FAK, focal adhesion kinase; PTK2, protein tyrosine kinase 2; PDK1, 3-phosphoinositide-dependent kinase 1; PLC-γ1, phospholipase C-γ1; PKC, protein kinase C.

b

GAP, GTPase-activating protein; GEF, guanine nucleotide exchange factor.

Real-time PCR analysis.

HeLa cells in 24-well plates were used for analysis of gene expression about 48 h after transfection with siRNAs. Cells were washed twice in phosphate-buffered saline (PBS), and a TaqMan Gene Expression Cells-to-CT kit (Applied Biosystems) was used to prepare cell lysates and cDNA. When lysates were prepared, DNase was included in order to eliminate genomic DNA. In each experiment, a single sample of cells was used for each condition involving no siRNA, a control siRNA, or siRNAs targeting a particular human gene. Real-time PCR was performed in triplicate on each cDNA sample using an ABI 7500 or ABI 7900 instrument (Applied Biosystems). The TaqMan gene expression assay probes used for each of the 64 target genes in the human type IA PI 3-kinase pathway are listed in Table S1 in the supplemental material. Each of these probes spans exon-exon junctions and should not detect genomic DNA. The glyceraldehyde-3-phosphate dehydrogenase (GAPDH) gene (gene expression assay Hs99999905_m1; Applied Biosystems) was used as an endogenous control. Threshold cycle (CT) values for the 64 target genes ranged from 23 to 32 in the various experiments. CT values for the GAPDH endogenous controls were typically between 18 and 19. Data were analyzed by the comparative CT method (57), whereby CT values for target gene expression were normalized to those for GAPDH. Relative quantity (RQ) values were calculated as 2−ΔΔCT. To obtain the relative expression values shown in Fig. 2 to 4, the RQ values in a given experiment were normalized to the value in cells treated with nontargeting control siRNA 1 (NTC1). The relative expression values in Fig. 5 were obtained by normalization to RQ values in cells mock transfected in the absence of siRNA (“no-siRNA” condition). The data in Fig. 2 to 5 are means ± standard errors of the means (SEM) from 3 to 7 independent experiments, depending on the gene and siRNA condition.

For 10 of the 64 human genes analyzed, expression could not be reliably detected by using real-time PCR and the available probe (see Tables S1 and S2 in the supplemental material). In these situations, the CT values obtained for the target genes ranged from 36 to undetectable. Control experiments with lysates that had not been subjected to reverse transcription yielded CT values from 36 to undetectable for the 64 genes. On the basis of these control experiments, any gene producing CT values of 36 or greater, by use of reverse-transcribed lysates, was considered to be expressed at levels too low for detection using the available probe. These genes either were not expressed in HeLa cells, were expressed at levels below the limit of detection of real-time PCR, or possibly were incapable of being detected because of a flaw in the probe design.

Bacterial entry assays.
++++++
◆ Apply what you read
A: Translate this sentence from the methods excerpt into Spanish: "Each of these probes spans exon-exon junctions and should not detect genomic DNA."
B: Resume the methods excerpt with the paragraph that should come under its last heading, "Bacterial entry assays."

[Saved entries]
++++++
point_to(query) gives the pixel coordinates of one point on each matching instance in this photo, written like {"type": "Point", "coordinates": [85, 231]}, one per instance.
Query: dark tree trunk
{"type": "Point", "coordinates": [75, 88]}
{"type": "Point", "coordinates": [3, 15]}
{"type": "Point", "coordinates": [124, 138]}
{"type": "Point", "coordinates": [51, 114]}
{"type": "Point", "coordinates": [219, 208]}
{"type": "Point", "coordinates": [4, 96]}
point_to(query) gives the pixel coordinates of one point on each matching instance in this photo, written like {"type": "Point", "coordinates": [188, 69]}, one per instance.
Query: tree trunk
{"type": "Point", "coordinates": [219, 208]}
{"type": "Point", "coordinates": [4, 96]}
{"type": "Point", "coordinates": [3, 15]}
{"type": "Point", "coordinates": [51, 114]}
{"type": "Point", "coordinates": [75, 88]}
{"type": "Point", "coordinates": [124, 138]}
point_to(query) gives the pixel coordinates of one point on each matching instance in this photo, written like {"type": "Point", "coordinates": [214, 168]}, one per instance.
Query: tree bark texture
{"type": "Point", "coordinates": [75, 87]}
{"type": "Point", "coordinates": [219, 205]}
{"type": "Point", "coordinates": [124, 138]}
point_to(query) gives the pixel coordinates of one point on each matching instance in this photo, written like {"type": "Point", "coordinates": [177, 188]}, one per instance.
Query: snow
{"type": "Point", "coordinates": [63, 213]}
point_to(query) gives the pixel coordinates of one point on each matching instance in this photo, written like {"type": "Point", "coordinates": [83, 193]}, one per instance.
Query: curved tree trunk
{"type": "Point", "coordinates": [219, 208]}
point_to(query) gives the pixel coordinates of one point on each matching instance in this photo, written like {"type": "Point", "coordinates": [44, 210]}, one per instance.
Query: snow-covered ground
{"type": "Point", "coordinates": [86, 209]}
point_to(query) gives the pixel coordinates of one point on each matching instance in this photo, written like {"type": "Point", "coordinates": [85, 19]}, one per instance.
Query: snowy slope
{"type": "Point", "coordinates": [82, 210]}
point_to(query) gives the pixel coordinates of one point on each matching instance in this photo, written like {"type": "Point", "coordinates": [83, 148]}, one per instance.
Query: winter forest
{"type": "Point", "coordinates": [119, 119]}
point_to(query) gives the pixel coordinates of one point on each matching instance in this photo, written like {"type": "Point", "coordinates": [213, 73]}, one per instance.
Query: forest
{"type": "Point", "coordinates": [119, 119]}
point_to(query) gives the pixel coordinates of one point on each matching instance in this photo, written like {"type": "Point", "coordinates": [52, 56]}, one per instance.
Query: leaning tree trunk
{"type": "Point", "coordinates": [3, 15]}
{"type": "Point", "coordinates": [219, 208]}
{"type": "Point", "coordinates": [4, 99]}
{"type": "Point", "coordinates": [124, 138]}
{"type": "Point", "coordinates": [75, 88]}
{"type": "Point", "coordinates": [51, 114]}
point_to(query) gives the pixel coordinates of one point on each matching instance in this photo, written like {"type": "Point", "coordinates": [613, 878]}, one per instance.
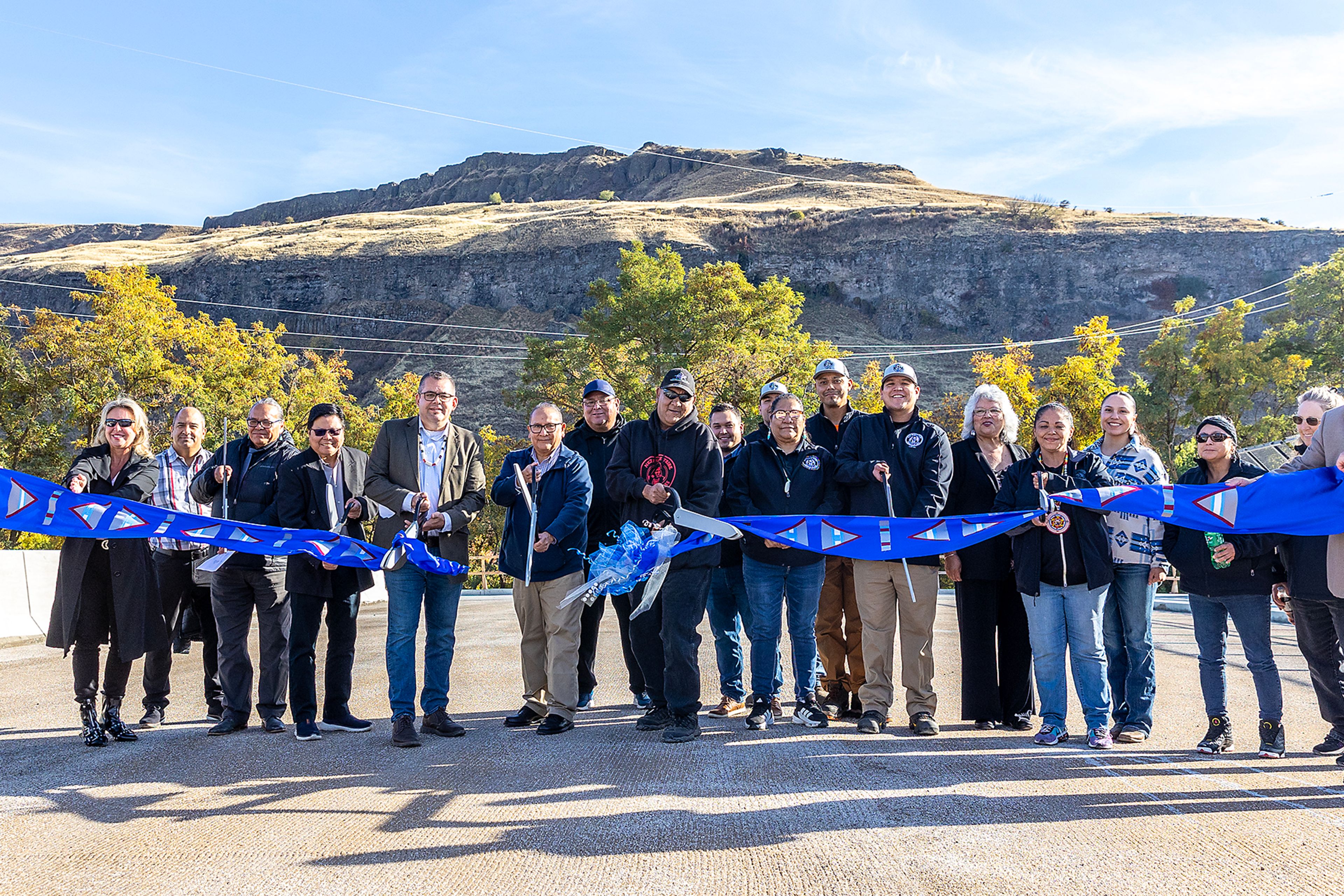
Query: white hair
{"type": "Point", "coordinates": [991, 393]}
{"type": "Point", "coordinates": [1323, 395]}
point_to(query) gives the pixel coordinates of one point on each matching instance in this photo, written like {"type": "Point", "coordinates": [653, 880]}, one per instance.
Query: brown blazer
{"type": "Point", "coordinates": [1326, 448]}
{"type": "Point", "coordinates": [394, 475]}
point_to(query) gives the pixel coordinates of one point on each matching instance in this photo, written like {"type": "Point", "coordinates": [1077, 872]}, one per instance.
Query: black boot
{"type": "Point", "coordinates": [112, 722]}
{"type": "Point", "coordinates": [92, 731]}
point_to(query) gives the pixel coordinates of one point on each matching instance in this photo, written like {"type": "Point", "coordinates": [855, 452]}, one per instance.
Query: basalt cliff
{"type": "Point", "coordinates": [883, 257]}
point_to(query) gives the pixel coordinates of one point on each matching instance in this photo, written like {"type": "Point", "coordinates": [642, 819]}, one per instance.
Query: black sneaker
{"type": "Point", "coordinates": [761, 715]}
{"type": "Point", "coordinates": [1218, 738]}
{"type": "Point", "coordinates": [873, 722]}
{"type": "Point", "coordinates": [807, 712]}
{"type": "Point", "coordinates": [404, 731]}
{"type": "Point", "coordinates": [1272, 739]}
{"type": "Point", "coordinates": [683, 730]}
{"type": "Point", "coordinates": [655, 719]}
{"type": "Point", "coordinates": [440, 723]}
{"type": "Point", "coordinates": [924, 725]}
{"type": "Point", "coordinates": [1332, 746]}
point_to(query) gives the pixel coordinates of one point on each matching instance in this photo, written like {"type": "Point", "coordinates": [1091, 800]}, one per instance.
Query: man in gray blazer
{"type": "Point", "coordinates": [425, 465]}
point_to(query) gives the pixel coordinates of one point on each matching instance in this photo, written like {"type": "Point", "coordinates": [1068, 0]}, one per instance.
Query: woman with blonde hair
{"type": "Point", "coordinates": [107, 592]}
{"type": "Point", "coordinates": [995, 648]}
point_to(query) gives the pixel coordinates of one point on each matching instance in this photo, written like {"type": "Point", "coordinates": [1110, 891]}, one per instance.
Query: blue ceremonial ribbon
{"type": "Point", "coordinates": [37, 506]}
{"type": "Point", "coordinates": [1304, 503]}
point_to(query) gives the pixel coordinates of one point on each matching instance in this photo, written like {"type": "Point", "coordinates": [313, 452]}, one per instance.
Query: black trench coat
{"type": "Point", "coordinates": [135, 590]}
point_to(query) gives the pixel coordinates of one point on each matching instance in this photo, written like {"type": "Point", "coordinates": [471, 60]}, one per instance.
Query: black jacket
{"type": "Point", "coordinates": [827, 435]}
{"type": "Point", "coordinates": [302, 504]}
{"type": "Point", "coordinates": [730, 550]}
{"type": "Point", "coordinates": [975, 487]}
{"type": "Point", "coordinates": [1035, 550]}
{"type": "Point", "coordinates": [252, 496]}
{"type": "Point", "coordinates": [135, 590]}
{"type": "Point", "coordinates": [596, 448]}
{"type": "Point", "coordinates": [920, 457]}
{"type": "Point", "coordinates": [1253, 571]}
{"type": "Point", "coordinates": [685, 459]}
{"type": "Point", "coordinates": [768, 483]}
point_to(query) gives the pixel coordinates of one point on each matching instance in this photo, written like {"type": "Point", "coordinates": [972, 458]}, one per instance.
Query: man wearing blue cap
{"type": "Point", "coordinates": [595, 440]}
{"type": "Point", "coordinates": [771, 391]}
{"type": "Point", "coordinates": [905, 452]}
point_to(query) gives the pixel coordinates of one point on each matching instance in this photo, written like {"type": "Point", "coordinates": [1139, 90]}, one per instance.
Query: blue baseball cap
{"type": "Point", "coordinates": [598, 386]}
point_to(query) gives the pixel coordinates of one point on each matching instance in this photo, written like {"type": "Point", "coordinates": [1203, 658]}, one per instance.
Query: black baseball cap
{"type": "Point", "coordinates": [679, 378]}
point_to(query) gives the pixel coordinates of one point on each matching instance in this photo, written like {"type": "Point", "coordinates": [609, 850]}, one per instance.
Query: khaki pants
{"type": "Point", "coordinates": [883, 595]}
{"type": "Point", "coordinates": [840, 629]}
{"type": "Point", "coordinates": [550, 644]}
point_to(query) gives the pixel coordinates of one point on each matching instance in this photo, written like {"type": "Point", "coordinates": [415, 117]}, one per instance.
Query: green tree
{"type": "Point", "coordinates": [730, 334]}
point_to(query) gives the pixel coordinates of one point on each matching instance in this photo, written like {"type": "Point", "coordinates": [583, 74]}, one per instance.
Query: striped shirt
{"type": "Point", "coordinates": [173, 492]}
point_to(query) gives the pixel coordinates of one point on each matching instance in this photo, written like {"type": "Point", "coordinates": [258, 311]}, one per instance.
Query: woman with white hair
{"type": "Point", "coordinates": [1316, 613]}
{"type": "Point", "coordinates": [995, 648]}
{"type": "Point", "coordinates": [107, 592]}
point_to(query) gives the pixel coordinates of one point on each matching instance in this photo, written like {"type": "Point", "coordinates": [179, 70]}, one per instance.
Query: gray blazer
{"type": "Point", "coordinates": [394, 475]}
{"type": "Point", "coordinates": [1326, 448]}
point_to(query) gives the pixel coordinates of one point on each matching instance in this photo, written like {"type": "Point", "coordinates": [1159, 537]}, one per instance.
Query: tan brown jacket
{"type": "Point", "coordinates": [1326, 448]}
{"type": "Point", "coordinates": [394, 475]}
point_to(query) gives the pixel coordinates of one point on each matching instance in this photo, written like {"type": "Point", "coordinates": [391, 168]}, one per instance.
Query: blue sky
{"type": "Point", "coordinates": [1230, 109]}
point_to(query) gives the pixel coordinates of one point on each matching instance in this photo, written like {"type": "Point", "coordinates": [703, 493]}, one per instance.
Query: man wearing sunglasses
{"type": "Point", "coordinates": [248, 471]}
{"type": "Point", "coordinates": [670, 452]}
{"type": "Point", "coordinates": [425, 468]}
{"type": "Point", "coordinates": [322, 489]}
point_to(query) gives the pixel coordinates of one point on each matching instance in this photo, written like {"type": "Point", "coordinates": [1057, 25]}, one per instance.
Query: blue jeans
{"type": "Point", "coordinates": [1251, 614]}
{"type": "Point", "coordinates": [1069, 619]}
{"type": "Point", "coordinates": [769, 587]}
{"type": "Point", "coordinates": [408, 589]}
{"type": "Point", "coordinates": [730, 613]}
{"type": "Point", "coordinates": [1128, 628]}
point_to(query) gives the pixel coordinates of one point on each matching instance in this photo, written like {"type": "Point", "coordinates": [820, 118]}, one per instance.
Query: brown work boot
{"type": "Point", "coordinates": [729, 707]}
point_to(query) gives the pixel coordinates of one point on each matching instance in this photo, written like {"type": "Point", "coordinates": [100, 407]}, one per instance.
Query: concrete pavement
{"type": "Point", "coordinates": [611, 811]}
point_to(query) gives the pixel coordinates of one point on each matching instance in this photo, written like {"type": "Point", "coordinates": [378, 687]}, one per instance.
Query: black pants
{"type": "Point", "coordinates": [342, 613]}
{"type": "Point", "coordinates": [234, 594]}
{"type": "Point", "coordinates": [589, 627]}
{"type": "Point", "coordinates": [1320, 630]}
{"type": "Point", "coordinates": [179, 592]}
{"type": "Point", "coordinates": [995, 652]}
{"type": "Point", "coordinates": [667, 641]}
{"type": "Point", "coordinates": [96, 627]}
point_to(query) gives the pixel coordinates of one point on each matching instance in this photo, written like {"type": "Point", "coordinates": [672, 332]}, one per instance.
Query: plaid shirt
{"type": "Point", "coordinates": [173, 491]}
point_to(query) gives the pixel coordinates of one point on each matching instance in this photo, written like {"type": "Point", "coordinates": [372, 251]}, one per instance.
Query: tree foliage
{"type": "Point", "coordinates": [732, 334]}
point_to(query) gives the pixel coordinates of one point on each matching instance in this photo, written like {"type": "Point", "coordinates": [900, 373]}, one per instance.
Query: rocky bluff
{"type": "Point", "coordinates": [429, 272]}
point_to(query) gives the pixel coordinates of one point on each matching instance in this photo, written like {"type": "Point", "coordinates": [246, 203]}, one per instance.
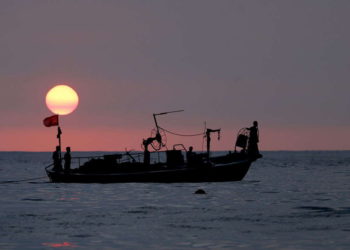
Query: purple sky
{"type": "Point", "coordinates": [283, 63]}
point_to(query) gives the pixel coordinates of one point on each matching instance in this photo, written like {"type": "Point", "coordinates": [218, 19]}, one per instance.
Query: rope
{"type": "Point", "coordinates": [4, 182]}
{"type": "Point", "coordinates": [173, 133]}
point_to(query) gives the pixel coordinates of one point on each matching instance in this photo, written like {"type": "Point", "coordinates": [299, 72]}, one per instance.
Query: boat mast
{"type": "Point", "coordinates": [207, 134]}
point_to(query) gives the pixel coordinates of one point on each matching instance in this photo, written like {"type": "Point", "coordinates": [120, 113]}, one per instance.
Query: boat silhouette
{"type": "Point", "coordinates": [166, 166]}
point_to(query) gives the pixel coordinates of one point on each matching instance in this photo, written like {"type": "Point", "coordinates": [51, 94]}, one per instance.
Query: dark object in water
{"type": "Point", "coordinates": [230, 167]}
{"type": "Point", "coordinates": [200, 191]}
{"type": "Point", "coordinates": [142, 167]}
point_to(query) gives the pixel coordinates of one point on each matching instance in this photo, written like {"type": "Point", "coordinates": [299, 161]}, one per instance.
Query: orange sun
{"type": "Point", "coordinates": [62, 100]}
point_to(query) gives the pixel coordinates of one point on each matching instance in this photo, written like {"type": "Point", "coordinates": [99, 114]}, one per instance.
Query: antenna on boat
{"type": "Point", "coordinates": [164, 113]}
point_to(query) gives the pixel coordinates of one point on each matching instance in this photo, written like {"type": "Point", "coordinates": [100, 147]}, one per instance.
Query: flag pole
{"type": "Point", "coordinates": [59, 132]}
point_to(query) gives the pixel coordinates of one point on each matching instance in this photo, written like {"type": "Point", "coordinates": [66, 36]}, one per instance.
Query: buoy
{"type": "Point", "coordinates": [200, 191]}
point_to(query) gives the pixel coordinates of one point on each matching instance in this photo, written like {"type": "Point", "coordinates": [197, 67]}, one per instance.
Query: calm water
{"type": "Point", "coordinates": [288, 200]}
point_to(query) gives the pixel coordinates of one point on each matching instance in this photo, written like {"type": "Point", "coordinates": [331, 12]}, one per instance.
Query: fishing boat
{"type": "Point", "coordinates": [177, 164]}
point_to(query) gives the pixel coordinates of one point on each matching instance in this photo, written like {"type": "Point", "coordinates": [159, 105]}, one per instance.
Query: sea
{"type": "Point", "coordinates": [288, 200]}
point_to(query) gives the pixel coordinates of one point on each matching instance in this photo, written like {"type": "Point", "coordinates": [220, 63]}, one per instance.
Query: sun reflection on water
{"type": "Point", "coordinates": [63, 244]}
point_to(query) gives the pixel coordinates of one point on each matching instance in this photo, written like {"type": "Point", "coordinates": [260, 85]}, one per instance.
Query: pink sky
{"type": "Point", "coordinates": [283, 63]}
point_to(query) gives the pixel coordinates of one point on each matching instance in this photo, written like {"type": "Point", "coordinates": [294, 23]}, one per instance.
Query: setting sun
{"type": "Point", "coordinates": [62, 100]}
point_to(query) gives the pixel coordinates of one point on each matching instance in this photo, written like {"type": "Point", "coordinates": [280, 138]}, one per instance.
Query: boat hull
{"type": "Point", "coordinates": [234, 171]}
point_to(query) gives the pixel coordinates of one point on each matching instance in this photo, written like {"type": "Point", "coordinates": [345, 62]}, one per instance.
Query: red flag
{"type": "Point", "coordinates": [51, 121]}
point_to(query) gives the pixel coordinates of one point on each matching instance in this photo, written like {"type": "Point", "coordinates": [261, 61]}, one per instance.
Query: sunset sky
{"type": "Point", "coordinates": [283, 63]}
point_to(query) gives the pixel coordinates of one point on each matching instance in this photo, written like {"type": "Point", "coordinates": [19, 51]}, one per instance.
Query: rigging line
{"type": "Point", "coordinates": [181, 134]}
{"type": "Point", "coordinates": [4, 182]}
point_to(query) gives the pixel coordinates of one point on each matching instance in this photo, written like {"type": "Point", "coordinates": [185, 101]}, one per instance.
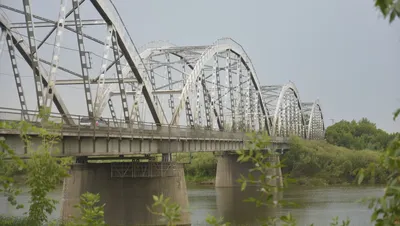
++++++
◆ Responses for each task
A: Cada una de estas sondas abarca uniones exón-exón y no debería detectar ADN genómico.

B:
HeLa cells were used for bacterial infections approximately 48 h after transfection with siRNA. Gentamicin protection assays to measure the entry of Listeria (see Fig. 2B, 3B, 4B, and 5) were performed by infecting cells for 1 h in the absence of gentamicin and then incubating them in DMEM with 20 μg/ml gentamicin for 2 h as described previously (24, 78). Entry experiments involving HeLa cells transfected with siRNA pools (Fig. 2 to 4) or single siRNAs (Fig. 5) were performed 3 to 7 times, depending on the target gene. The entry efficiency was first expressed as the percentage of the bacterial inoculum that survived gentamicin treatment. To obtain the relative entry values shown in Fig. 2 to 4, the absolute percentages in a given experiment were normalized to the values for cells treated with NTC1. The relative entry values in Fig. 5 were obtained by normalization to the percentages for cells mock transfected in the absence of siRNA (“no-siRNA” condition).

Fig 3.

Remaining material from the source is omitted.